Exercise prompt: Please answer from the text on churches and business: what does it call the primary tool with which churches are equipped to share the gospel?

2. A Focus on Finance
Business is money–plain and simple. Everything about operating a business–everything–can be explained by when, where, why and how cash flows into it. Churches can often overlook the importance of financial foundations in their zeal for immediate results. Some spend too much (on new buildings, technology, events, etc.) and some spend too little (for fear of spending too much!). In either case, a church must treat its budget and spending with both the care and precision of a for-profit business. Money is the primary tool with which churches are equipped to share the gospel. Squandering that tool might not only be the difference between the life or death of a church, but between its status as “good and faithful” or “wicked and lazy.”
The Right Focus on Finance
Yes, the Church needs money–but even so, try to find a place in any of Paul’s missionary letters where he addresses the best tactics for church fundraising. One must remember that the early church focused first on making disciples, then on logistics. Today, we churches must strive to avoid the temptation to work in the opposite direction.
3. A Focus on Audience
Finally, just as a business has to understand the needs, desires and habits of its target market in order to survive, the Church too must understand those it is trying to reach. This goes beyond educated hunches about what people want. It means actually getting to know the people in the community–their wants, their needs, their scarred pasts with Christianity. The church that tries to blindly push its own style or resources on the people around it will be about as misguided as a baker trying to shove bread down the throat of someone dying of thirst. The church has to know its market.
The Right Focus on Audience
However, there also is significant danger in elevating personal preferences above all else in a church. While a business focuses on the needs of its customers to keep them happy, churches must avoid doing so at all costs. The Good News of Jesus Christ is not about giving comfort or happiness, but life. This means preaching difficult truths, even at the risk of offending some. A good doctor does not look at a cancerous tumor and, for fear of losing a patient, say nothing. A good doctor will point out the problem and insist upon treatment, no matter the pain involved, because life is more important than blind happiness. A church is not “in business” to make people happy, but to show them their disease and the One who can heal it.

Point grounding data for images:

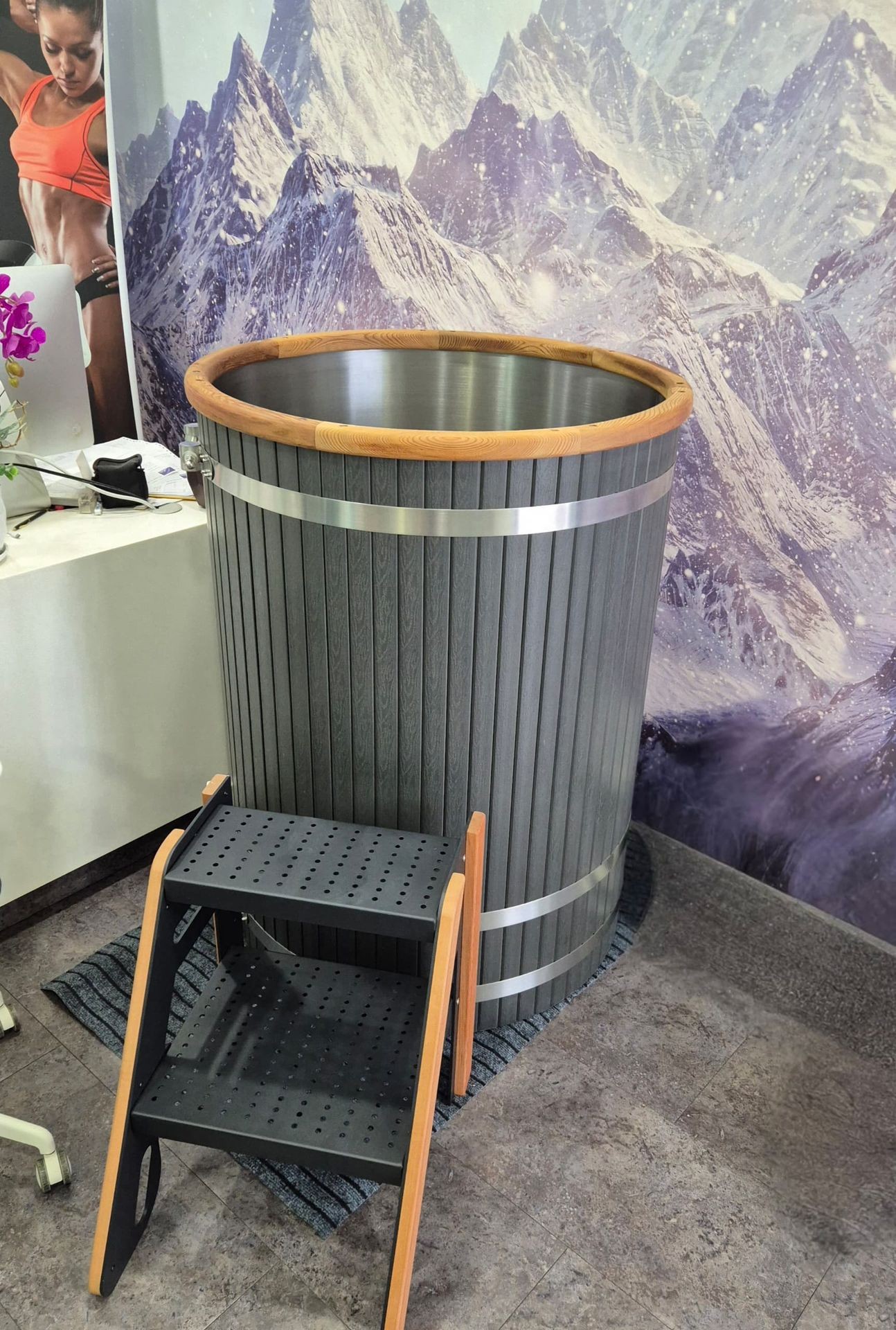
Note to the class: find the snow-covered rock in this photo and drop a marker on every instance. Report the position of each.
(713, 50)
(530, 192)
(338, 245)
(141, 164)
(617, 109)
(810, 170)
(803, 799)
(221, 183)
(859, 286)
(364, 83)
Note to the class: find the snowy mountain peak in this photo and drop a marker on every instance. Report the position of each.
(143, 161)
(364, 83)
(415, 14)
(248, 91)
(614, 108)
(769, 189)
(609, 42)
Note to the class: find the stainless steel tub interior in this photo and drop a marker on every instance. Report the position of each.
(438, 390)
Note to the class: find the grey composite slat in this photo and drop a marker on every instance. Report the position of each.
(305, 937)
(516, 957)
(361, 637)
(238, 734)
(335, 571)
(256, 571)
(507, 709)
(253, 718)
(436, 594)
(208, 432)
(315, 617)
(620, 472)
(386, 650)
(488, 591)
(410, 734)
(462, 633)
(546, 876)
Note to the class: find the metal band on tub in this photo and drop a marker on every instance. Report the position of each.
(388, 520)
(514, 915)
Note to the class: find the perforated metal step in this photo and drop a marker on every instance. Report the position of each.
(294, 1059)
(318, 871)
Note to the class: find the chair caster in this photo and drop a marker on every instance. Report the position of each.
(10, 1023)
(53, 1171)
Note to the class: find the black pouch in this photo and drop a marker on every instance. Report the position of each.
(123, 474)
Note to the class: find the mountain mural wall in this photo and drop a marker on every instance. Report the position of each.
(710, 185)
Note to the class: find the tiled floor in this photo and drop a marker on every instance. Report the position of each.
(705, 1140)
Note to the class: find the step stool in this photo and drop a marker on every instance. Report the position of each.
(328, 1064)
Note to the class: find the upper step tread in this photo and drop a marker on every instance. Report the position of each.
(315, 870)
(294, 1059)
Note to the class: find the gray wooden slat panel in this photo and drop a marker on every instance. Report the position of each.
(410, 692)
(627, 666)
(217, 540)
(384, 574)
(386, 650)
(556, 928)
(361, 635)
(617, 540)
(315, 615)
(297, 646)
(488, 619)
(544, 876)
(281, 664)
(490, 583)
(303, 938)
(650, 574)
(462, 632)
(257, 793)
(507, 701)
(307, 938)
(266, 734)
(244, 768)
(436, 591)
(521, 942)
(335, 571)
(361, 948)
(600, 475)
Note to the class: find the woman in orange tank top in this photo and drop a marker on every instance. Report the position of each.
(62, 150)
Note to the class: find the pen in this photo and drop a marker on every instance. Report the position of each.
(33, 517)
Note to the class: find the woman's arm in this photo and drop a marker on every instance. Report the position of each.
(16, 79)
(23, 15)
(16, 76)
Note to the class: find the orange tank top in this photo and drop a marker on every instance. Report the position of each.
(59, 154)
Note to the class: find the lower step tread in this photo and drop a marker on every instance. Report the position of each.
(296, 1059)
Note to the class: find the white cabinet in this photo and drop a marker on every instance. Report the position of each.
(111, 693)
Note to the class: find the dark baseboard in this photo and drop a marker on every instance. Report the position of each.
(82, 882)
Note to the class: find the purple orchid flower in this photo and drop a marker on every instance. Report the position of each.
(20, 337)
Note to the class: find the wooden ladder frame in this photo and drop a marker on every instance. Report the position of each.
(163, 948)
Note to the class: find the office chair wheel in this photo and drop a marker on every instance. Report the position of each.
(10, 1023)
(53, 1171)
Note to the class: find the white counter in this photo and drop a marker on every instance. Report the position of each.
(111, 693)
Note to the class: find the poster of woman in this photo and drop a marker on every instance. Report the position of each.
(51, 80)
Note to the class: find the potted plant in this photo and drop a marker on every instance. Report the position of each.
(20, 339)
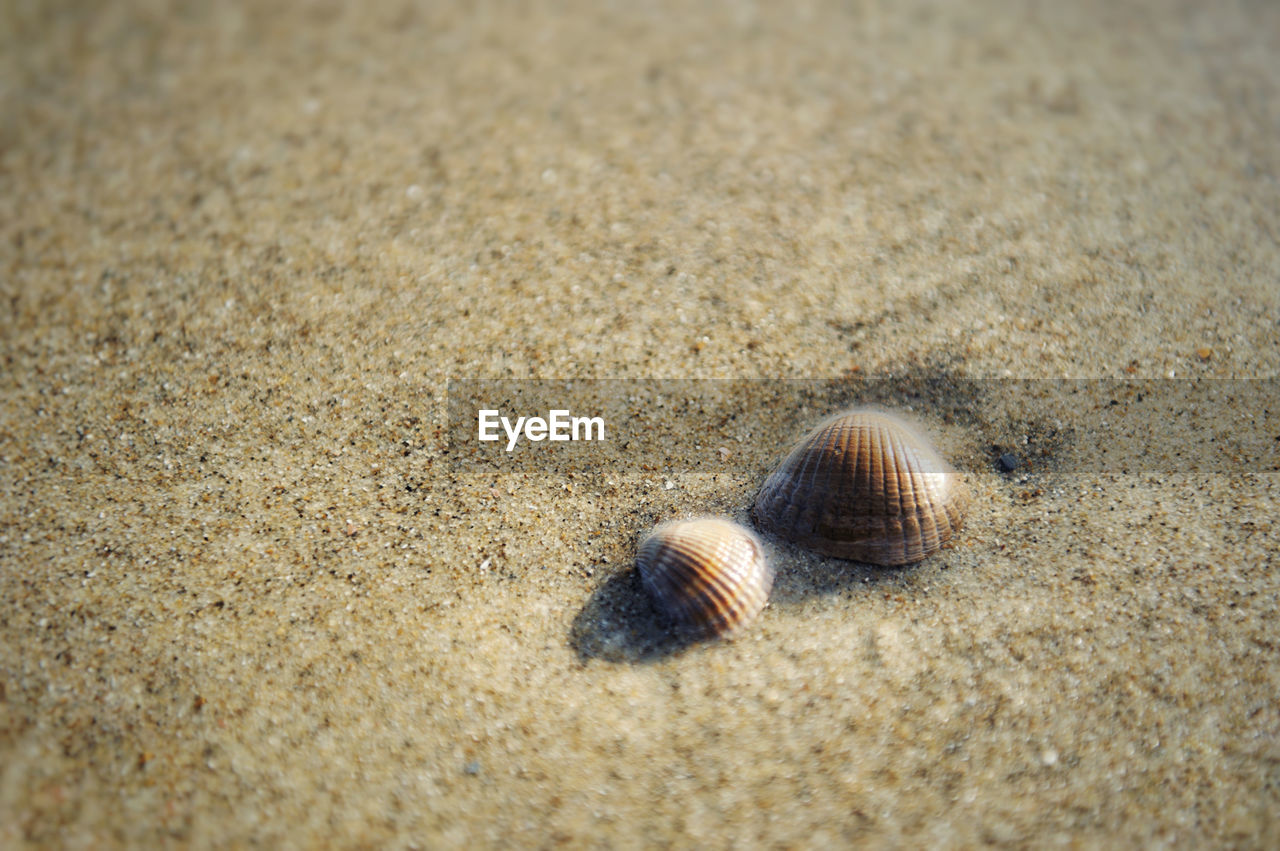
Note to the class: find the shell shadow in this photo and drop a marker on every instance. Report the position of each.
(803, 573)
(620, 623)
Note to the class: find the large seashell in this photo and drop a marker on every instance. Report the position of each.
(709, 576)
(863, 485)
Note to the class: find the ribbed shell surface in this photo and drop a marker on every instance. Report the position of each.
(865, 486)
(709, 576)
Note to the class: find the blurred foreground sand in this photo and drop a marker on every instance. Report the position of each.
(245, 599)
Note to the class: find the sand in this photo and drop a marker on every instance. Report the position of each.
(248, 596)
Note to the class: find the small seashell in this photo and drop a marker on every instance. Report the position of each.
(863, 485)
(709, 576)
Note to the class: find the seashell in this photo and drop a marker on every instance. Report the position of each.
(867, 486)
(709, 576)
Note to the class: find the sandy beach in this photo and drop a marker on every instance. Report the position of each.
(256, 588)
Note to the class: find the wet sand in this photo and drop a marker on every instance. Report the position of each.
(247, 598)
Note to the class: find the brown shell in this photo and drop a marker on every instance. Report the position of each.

Task output: Money.